Task brief: Copy the data exactly, keeping every line intact.

━━ Input for this task ━━

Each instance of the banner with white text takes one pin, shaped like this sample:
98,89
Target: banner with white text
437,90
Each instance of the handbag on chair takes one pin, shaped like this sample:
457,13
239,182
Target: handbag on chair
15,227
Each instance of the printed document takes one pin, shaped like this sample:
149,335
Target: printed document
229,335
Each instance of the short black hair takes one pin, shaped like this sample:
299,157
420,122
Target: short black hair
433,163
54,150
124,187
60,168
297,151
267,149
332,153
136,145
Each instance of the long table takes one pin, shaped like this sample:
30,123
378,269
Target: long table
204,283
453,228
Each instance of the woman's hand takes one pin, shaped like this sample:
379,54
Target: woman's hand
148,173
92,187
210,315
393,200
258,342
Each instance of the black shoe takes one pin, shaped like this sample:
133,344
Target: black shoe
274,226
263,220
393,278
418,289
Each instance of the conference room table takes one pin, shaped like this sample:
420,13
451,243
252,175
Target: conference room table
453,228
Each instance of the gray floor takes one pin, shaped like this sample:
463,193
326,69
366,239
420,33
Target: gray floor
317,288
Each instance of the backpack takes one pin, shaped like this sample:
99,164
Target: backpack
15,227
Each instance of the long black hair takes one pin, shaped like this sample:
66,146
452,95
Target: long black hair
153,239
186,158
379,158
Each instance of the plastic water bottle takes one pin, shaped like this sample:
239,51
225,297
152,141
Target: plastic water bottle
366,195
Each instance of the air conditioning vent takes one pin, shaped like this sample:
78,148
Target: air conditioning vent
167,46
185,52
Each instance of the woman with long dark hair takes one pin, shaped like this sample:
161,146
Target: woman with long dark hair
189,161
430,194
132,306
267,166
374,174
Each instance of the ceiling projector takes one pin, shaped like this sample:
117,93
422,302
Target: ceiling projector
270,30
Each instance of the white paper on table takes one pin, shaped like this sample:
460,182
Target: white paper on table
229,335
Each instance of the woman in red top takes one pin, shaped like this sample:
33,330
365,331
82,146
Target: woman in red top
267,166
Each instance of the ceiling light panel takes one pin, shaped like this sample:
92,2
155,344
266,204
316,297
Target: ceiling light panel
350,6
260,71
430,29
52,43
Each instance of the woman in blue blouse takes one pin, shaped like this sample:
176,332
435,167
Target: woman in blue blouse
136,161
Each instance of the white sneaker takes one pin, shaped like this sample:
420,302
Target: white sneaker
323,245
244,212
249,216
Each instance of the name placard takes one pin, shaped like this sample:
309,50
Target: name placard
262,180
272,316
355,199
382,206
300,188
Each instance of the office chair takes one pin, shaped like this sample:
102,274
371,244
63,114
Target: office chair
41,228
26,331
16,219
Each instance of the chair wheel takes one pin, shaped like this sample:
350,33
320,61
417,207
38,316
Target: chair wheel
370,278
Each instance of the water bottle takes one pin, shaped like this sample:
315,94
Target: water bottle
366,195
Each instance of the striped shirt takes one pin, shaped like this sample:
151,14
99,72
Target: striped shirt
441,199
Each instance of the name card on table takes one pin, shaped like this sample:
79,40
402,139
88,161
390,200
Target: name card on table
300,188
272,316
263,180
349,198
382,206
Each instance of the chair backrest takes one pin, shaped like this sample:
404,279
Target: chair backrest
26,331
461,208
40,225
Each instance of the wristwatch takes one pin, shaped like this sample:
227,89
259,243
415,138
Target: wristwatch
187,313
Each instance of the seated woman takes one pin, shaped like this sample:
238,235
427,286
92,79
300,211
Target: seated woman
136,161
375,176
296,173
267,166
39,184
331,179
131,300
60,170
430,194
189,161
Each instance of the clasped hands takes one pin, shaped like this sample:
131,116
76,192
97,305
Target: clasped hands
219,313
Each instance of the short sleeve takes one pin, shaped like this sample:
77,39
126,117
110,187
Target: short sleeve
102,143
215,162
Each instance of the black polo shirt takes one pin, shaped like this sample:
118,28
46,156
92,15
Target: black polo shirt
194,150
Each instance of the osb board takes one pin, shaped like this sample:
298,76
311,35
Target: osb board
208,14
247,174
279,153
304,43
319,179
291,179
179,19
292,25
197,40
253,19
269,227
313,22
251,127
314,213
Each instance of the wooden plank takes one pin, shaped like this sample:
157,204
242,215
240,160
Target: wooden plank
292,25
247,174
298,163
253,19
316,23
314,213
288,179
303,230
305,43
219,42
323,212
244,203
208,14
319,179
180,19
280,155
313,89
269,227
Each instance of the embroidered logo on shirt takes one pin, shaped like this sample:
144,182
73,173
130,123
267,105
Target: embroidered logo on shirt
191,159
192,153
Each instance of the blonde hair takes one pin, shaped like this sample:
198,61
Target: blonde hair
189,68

━━━

Output for this exercise:
Each instance of the banner with white text takes one pin, shaped like this sample:
98,89
Target: banner with white text
437,90
Each instance of the handbag on chair takes one pin, shaped like this sample:
457,13
239,182
Target: handbag on chair
15,227
Each instance of the printed document takes one pin, shaped like this sample:
149,335
Target: printed document
229,335
Each instance of the short black hair takes one pin, shaped like this sample:
299,157
420,122
Target: short black hair
433,163
54,150
124,187
60,168
297,151
267,149
332,153
136,145
Each instance of the long table takes one pin, shaped like this sample:
30,123
378,269
Target: long table
204,283
453,228
Each instance of the woman's hand takes one pin, shaped like this sample:
379,54
Target: woman's hand
148,173
92,187
210,315
393,200
258,342
Each instance of the black shoe takes one pin, shaped like this sample:
133,344
Target: black shoe
274,226
263,220
393,278
418,289
Each instance of the conference room table takes one pin, shaped like this sample:
420,13
451,243
252,175
Target: conference room table
453,228
Each instance of the gray floor takes one pin, shaped like this sample:
463,193
326,69
366,239
420,33
Target: gray floor
317,288
Each instance of the backpack takes one pin, shaped like this sample:
99,164
Target: backpack
15,227
Each instance of the long black hair takes one pin, shaped like this sample:
66,146
452,95
Target: long black hair
153,239
186,158
379,158
Each instance of the plastic water bottle takes one pin, shaped like this sample:
239,51
225,297
152,141
Target: plastic water bottle
366,195
Each instance of the air conditioning vent takes one pin, shaped like this sample:
78,148
Target: air conditioning vent
167,46
185,52
Each instance of the woman with long dark hair takes one pin, shaped like this sample:
161,146
Target: woman with long dark hair
189,161
430,194
132,306
267,166
374,174
Each instance of the ceiling projector takes one pin, shaped like this sample:
117,93
422,302
Target: ceiling projector
270,30
Each instance of the white paper on table takes one pin, shaped like this sample:
460,182
Target: white paper on table
229,335
Each instance of the woman in red top takes one pin, shaped like this sample:
33,330
365,331
82,146
Target: woman in red top
267,166
Each instance of the ceiling light panel takes one pin, shaped like this sample:
92,2
155,344
266,204
316,297
Target: ceiling light panel
350,6
260,71
430,29
52,43
Each instance of the woman in blue blouse takes one pin, shaped like this sample:
176,332
435,167
Target: woman in blue blouse
136,161
Each instance of the white sneaker takes one pin, shaped like this sample:
420,302
Target: white sneaker
323,245
244,212
249,216
Each instance of the name placard takes one pin, shaped like this sample:
309,50
Target: name placard
262,180
272,316
355,199
382,206
300,188
Each instance of the office chair takes one pin, shaped like this sample:
102,274
371,244
63,114
Target: office chair
41,228
26,331
16,219
Each instance of the chair wheel takes one pin, shaped like this sample:
350,33
320,61
417,207
38,316
Target: chair wheel
370,278
Each instance of the water bottle takes one pin, shaped like this sample:
315,94
Target: water bottle
366,195
Each instance of the striped shirt takes one pin, shaped like this sample:
151,14
99,72
Target: striped shirt
441,199
Each instance of the name card on table takes one pin, shaped like this sample:
79,40
402,139
88,161
390,200
Target: name card on table
300,188
272,316
263,180
349,198
382,206
Each instance of the chair backrest takes one pin, shaped like this sample:
404,279
Target: chair backrest
26,331
461,208
40,225
Each instance of the wristwatch takes one pin, shaped like this sample:
227,89
259,243
415,138
Target: wristwatch
187,313
Each instance of the seated woman takes one pin, shaped like this sample:
238,235
427,286
92,79
300,211
Target: seated woman
136,161
375,176
296,173
267,166
39,184
331,179
131,300
60,170
430,194
189,161
Each instance of the clasped hands takes one pin, shaped like this sample:
131,116
76,192
97,305
Target: clasped hands
219,313
Each instance of the short sleeve takes one pin, shaped like this sample:
77,39
126,117
110,187
Target: short sleeve
102,143
215,162
Each instance of the black polo shirt takes one pin, shaped like this sample:
118,28
46,156
92,15
Target: black polo shirt
194,150
Each instance of the osb board takes one pin, shaped like this sample:
298,76
311,35
Target: osb board
208,14
247,174
279,153
304,43
319,179
291,179
179,19
292,25
197,40
253,19
269,227
313,22
251,127
314,213
Each instance of the wooden plank takes one pin, shaped like this sample:
157,204
242,215
240,160
Target: wooden plank
292,25
247,174
298,163
253,19
316,23
314,213
288,179
303,230
305,43
219,42
323,212
244,203
208,14
319,179
180,19
280,155
313,89
269,227
Each instance of the embroidered logo on shirt takes one pin, shaped like this sample:
144,182
73,173
130,123
267,105
Target: embroidered logo on shirt
191,159
192,153
Each instance of the blonde hair takes one pin, shaped like this sample:
198,61
Target: blonde hair
189,68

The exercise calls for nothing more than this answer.